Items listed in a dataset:

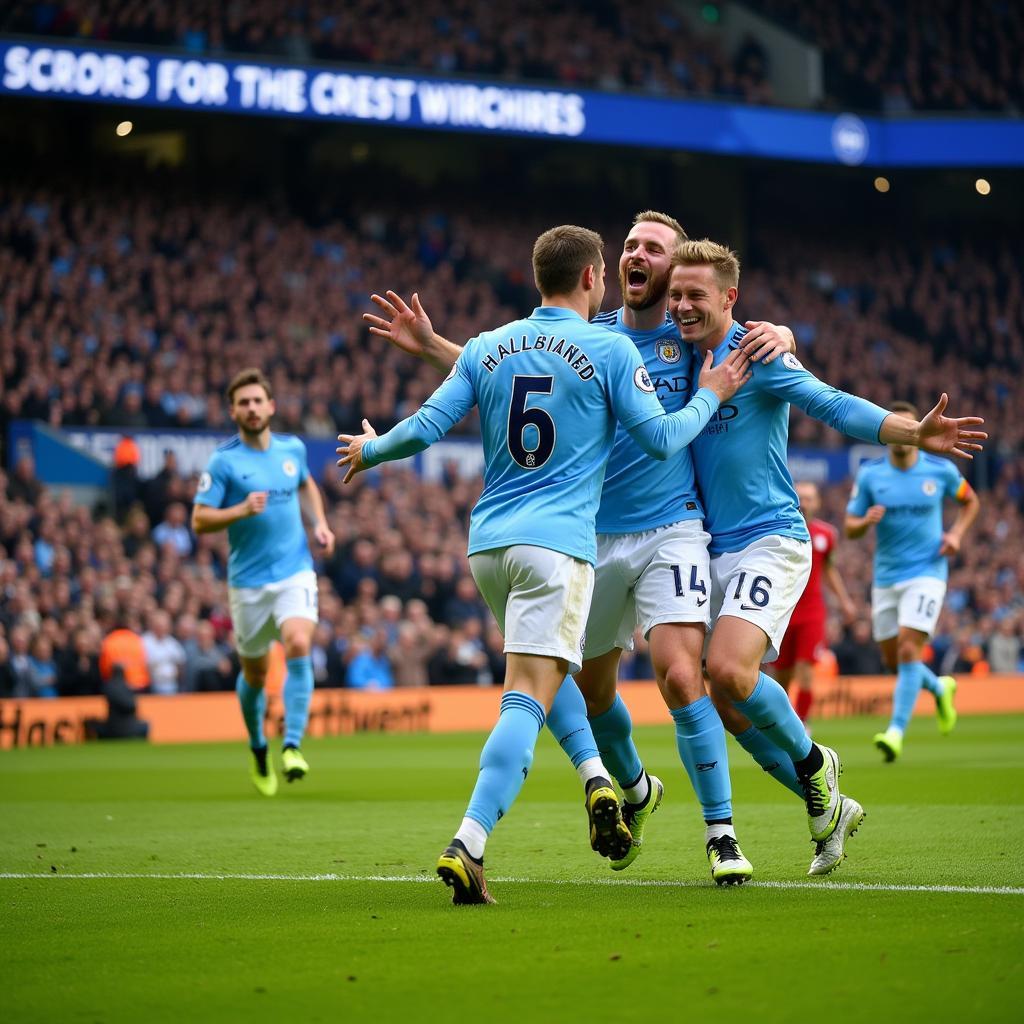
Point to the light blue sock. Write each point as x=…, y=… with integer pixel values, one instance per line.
x=700, y=738
x=567, y=721
x=908, y=680
x=776, y=762
x=253, y=711
x=768, y=708
x=298, y=693
x=613, y=734
x=506, y=758
x=930, y=680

■ **WHAT YOU SHOULD DO**:
Please write out all the lines above again, requests included, shifting every x and y pixel coordinate in the answers up by 149. Leave the pictures out.

■ **ANSWER FOR THIS EXERCISE**:
Point to the light blue sock. Write each point as x=…, y=… with integer pixel values, one instance per line.
x=849, y=887
x=716, y=870
x=1057, y=829
x=925, y=911
x=402, y=860
x=917, y=857
x=447, y=842
x=762, y=883
x=655, y=907
x=1079, y=829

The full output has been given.